◆ **Required task**: Set down the whole listing verbatim.
===== Data to use =====
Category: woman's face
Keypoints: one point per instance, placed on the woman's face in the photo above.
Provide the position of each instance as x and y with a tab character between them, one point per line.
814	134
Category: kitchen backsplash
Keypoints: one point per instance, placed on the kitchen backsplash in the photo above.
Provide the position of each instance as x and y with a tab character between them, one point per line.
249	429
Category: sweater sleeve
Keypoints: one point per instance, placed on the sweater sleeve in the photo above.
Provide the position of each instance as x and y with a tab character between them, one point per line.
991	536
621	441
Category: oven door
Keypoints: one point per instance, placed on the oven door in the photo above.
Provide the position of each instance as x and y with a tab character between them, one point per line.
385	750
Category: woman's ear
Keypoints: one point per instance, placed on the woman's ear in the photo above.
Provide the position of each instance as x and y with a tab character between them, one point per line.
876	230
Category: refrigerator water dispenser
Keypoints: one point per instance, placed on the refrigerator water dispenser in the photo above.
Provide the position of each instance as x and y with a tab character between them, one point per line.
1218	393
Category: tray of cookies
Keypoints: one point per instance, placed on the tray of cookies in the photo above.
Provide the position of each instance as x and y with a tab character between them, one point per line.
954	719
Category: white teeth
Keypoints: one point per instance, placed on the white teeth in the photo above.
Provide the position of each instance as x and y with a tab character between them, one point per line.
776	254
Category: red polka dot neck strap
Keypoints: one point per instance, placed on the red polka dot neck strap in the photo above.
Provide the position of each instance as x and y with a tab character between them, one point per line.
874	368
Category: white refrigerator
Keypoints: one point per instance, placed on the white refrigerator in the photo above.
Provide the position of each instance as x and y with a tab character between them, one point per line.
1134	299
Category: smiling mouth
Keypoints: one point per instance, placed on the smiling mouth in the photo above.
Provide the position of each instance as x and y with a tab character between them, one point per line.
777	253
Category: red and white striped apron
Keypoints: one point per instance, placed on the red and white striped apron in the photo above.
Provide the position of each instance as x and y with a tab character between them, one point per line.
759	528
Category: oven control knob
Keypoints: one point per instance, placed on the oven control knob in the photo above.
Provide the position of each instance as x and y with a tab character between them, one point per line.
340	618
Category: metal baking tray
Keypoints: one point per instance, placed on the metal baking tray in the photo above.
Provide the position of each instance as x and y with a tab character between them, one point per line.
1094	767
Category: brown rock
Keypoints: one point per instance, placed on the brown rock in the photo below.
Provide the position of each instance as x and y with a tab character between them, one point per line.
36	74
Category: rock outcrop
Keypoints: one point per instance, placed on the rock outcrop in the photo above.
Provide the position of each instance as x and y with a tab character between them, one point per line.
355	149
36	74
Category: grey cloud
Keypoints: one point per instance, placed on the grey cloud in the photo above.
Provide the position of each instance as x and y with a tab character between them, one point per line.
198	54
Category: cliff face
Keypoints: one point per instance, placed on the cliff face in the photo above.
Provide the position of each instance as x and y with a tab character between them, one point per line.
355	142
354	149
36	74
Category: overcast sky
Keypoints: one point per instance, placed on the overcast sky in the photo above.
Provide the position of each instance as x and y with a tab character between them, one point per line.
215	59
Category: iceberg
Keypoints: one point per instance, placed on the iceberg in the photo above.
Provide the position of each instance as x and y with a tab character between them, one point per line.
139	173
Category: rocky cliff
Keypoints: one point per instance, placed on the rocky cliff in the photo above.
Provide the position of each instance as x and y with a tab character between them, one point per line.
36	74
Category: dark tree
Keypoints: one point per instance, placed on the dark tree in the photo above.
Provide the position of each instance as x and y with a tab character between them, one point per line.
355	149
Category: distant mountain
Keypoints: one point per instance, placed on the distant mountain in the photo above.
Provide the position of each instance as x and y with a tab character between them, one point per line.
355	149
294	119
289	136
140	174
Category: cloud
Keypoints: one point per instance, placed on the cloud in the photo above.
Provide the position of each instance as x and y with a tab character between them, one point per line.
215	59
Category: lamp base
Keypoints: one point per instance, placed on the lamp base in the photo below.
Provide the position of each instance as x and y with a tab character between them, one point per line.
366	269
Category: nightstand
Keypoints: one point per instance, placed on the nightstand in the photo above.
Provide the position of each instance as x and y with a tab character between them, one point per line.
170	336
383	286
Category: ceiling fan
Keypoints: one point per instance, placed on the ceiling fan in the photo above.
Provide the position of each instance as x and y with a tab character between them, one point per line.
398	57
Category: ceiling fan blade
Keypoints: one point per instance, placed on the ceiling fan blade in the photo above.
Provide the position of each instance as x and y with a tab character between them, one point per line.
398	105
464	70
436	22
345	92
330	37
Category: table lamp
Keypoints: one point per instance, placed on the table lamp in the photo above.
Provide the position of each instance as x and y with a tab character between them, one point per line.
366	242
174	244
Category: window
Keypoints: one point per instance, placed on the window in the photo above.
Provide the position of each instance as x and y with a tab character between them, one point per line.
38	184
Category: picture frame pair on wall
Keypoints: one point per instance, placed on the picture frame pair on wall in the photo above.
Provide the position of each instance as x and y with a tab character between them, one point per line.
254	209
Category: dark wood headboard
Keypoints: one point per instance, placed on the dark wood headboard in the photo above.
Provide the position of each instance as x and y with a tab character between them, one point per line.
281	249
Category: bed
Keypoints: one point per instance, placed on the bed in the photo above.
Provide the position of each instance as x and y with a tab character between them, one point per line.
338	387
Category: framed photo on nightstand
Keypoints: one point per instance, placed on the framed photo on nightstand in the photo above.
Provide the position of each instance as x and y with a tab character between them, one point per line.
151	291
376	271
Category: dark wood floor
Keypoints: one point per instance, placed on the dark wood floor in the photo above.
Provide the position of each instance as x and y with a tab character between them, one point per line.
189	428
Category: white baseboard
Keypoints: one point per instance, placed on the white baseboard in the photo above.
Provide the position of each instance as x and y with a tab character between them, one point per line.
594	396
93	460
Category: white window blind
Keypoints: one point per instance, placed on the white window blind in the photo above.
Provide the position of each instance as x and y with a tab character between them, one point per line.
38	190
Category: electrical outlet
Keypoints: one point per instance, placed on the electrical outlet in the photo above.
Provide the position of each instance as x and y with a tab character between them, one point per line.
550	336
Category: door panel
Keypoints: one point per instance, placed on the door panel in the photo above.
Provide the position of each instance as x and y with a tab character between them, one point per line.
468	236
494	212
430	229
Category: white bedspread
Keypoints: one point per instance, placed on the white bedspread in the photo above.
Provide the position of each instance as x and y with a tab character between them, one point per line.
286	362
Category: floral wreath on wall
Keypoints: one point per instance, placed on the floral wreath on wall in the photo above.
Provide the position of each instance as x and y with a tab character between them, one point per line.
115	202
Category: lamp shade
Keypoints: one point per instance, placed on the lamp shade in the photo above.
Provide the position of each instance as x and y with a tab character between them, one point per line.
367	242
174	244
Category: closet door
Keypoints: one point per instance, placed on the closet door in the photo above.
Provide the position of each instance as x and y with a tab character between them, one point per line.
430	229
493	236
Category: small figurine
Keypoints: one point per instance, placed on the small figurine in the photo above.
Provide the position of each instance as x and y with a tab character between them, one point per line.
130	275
=====
◆ **Exercise response**:
Category: woman's face
Keypoints: one point per instance, placed on the woman's face in the photo above.
Provide the position of each instance as x and y with a tab character between them, one point per line.
814	134
Category: kitchen backsplash
Keypoints: one point per instance, placed on the kitchen backsplash in the photo above.
Provide the position of each instance as x and y with a tab character between them, one point per line.
249	429
Category: sweater sleeve
Keypoints: one point per instance, placed on the sweater sleeve in the photo above.
Provide the position of each instance as x and y with a tab character between them, one point per line.
991	536
621	441
Category: oven door
Keypoints: one point per instance, placed on the oven door in the photo above.
Provide the position of each instance as x and y with a tab character between them, one point per line.
385	750
Category: woman's ear
Keypoints: one point per instance, placed on the woman's ear in the photo above.
Provide the position of each instance as x and y with a tab character between them, one point per line.
876	230
Category: refrigerator water dispenser
Keypoints: one point per instance, placed on the refrigerator water dispenser in the photo above.
Provide the position of each instance as x and y with a tab character between them, one point per line.
1218	393
Category: tray of cookies
Keypoints: one point per instance, placed on the tray of cookies in the photo above.
Provide the position of each instance as x and y with a tab character between them, one point per line.
954	719
Category: white teeth
Keypoints: one point per instance, placed on the white teeth in the photo above.
Provide the position of each instance as x and y with a tab character between them, one point per line.
776	254
Category: red polka dot neck strap
Keypoints: one point per instance, placed on the red polka dot neck strap in the photo above.
Provide the position of each instance as x and y with a tab character between them, one point per line.
874	368
Category: white refrigerator
Keypoints: one point per instance, placed on the white refrigerator in the photo above.
Provide the position of each instance as x and y with a tab character between them, one point per line.
1134	299
Category: smiling mouth
Keypoints: one point per instance, placed on the smiling mouth in the photo above.
Provide the position of each instance as x and y with a tab character between them, one point per line.
777	253
Category: red and white striped apron
Keypoints: one point per instance, placed on the red and white striped apron in the photo above.
Provide the position of each instance as x and y with a tab character between them, one point per line.
759	528
Category: oven control knob
Keypoints: one point per instance, placed on the oven control knob in the photo above.
Provide the position of each instance as x and y with a tab character between them, one point per line.
340	618
Category: metal baking tray
Keypoints: one point per instance, placed on the metal baking tray in the photo above.
Provide the position of each instance as x and y with a tab character between them, one point per line.
1094	767
Category: brown rock
Keypoints: one point per instance, placed on the brown rock in the photo below.
Provide the position of each instance as x and y with a tab character between them, one point per line.
36	74
Category: rock outcrop
Keypoints: one point per instance, placed on the rock outcrop in the photo above.
Provide the position of each instance as x and y with a tab character between them, one point per line.
355	149
36	74
Category: grey cloud
Keypoints: one point per instance, placed on the grey cloud in the photo above.
Provide the position of each instance as x and y with a tab character between them, one point per line.
198	54
Category: cliff face
Keypoints: one point per instance, placed on the cliff face in the photo above.
Provide the position of each instance as x and y with a tab character between them, one point per line.
355	142
354	149
36	74
Category: overcast sky
Keypoints: one point per instance, placed on the overcast sky in the photo above.
Provide the position of each instance as x and y with a tab character between them, one point per line.
215	59
Category: iceberg
Keypoints: one point per instance, placed on the iceberg in the photo above.
Provide the position of each instance as x and y with a tab character between them, one point per line.
139	173
Category: rocky cliff
Keypoints: one point per instance, placed on the rocky cliff in the photo above.
Provide the position of each instance as x and y with a tab character between them, one point per line.
36	74
Category: dark tree
Keypoints: one point per instance, placed on the dark tree in the photo above.
Provide the position of each instance as x and y with a tab character between them, one point per line.
355	149
Category: distant mountain
Keypoints: one point per instance, placed on the distant mountain in the photo above.
Provide the position of each instance as x and y with a tab character between them, one point per line.
355	149
294	119
289	136
140	174
Category: cloud
Keypoints: one point per instance, placed on the cloud in the photo above.
Provide the position of each instance as x and y with a tab character between them, one point per line.
215	59
Category: lamp base
Keypoints: one point per instance, placed on the lamp base in the photo below.
Provide the position of each instance as x and y with a tab character between them, one point per line.
366	269
Category: nightstand
Keypoints: one point per instance, placed on the nightstand in the photo above.
Provide the position of each instance as x and y with a tab character between them, one point per line.
170	336
383	286
Category: ceiling fan
Keypoints: one point per instance, placed on the ceiling fan in the photo above.
Provide the position of each instance as x and y with a tab character between them, one point per line.
398	57
Category: ceiling fan blade
Keypoints: one point per instance, placed on the ceiling fan blade in the photo above.
Provide the position of each instance as x and y with a tab character between them, one point per line.
398	105
464	70
436	22
345	92
330	37
Category: table lamp
Keypoints: one point per instance, placed on the table lamp in the photo above.
Provide the position of each instance as x and y with a tab character between them, one point per line.
366	242
174	244
Category: window
Keypoints: one point per instance, placed on the window in the photo above.
Provide the position of each instance as x and y with a tab character between them, one point per line.
38	184
Category: picture frame pair on wall
Keypoints: one point per instance, placed on the picture frame pair on wall in the photo above.
Provide the position of each instance as x and y with a tab character between them, one point per line.
254	209
Category: dark wood headboard
Keypoints: one point per instance, placed on the dark wood headboard in the photo above.
Provide the position of each instance as x and y with a tab character between them, one point per line.
281	249
Category: bed
Keypoints: one point per instance, placed on the bed in the photo above.
Provide the position of each instance as x and y with a tab character between them, one point per line.
338	387
Category: framed photo on nightstand
Keypoints: one point per instance, placed on the framed photo on nightstand in the photo above.
Provide the position of each instance as x and y with a tab character between them, one point per line.
151	291
376	271
Category: dark wood floor
Keypoints: one point per instance, placed on the dark wood floor in the photo above.
Provide the position of each instance as x and y with a tab character between them, one point per line.
189	428
Category: white baseboard
Keypoints: one point per instance, placed on the white baseboard in the photo above.
Provide the position of each instance as x and y with a tab character between them, one point per line.
594	396
93	460
Category: white window blind
Keypoints: one point per instance, placed on the white window blind in the photo above.
Provide the position of each instance as x and y with a tab character between them, one point per line.
38	190
Category: electrical outlet
Keypoints: one point per instance, placed on the electrical outlet in the photo above.
Provide the position of each instance as x and y with a tab character between them, one point per line.
550	336
Category: door panel
Keypoints: one point per instance, placed on the door panel in the photo above.
Provide the position of each instance as x and y with a tab character between them, one point per line.
468	236
494	212
430	229
Category: white bedspread
Keypoints: one point per instance, placed on the white bedspread in the photo above.
Provide the position of each instance as x and y with a tab character between them, one point per line.
286	362
Category: floral wreath on wall
Keypoints: one point per instance, placed on the floral wreath on wall in the photo above.
Provide the position of each instance as x and y with a tab character between them, one point per line.
115	202
Category: lamp shade
Keypoints: one point per instance, placed on the lamp shade in the photo above.
Provide the position of each instance as x and y with a tab character between them, one point per line.
367	242
174	244
Category: closet door
Keypoints: one point per instance, placed on the closet door in the photo above.
Provide the position of each instance as x and y with a tab character between them, one point per line.
430	229
493	236
Category: small figurine
Keypoints: one point per instance, placed on the small figurine in the photo above.
Provide the position of each instance as x and y with a tab character between them, one point per line.
130	275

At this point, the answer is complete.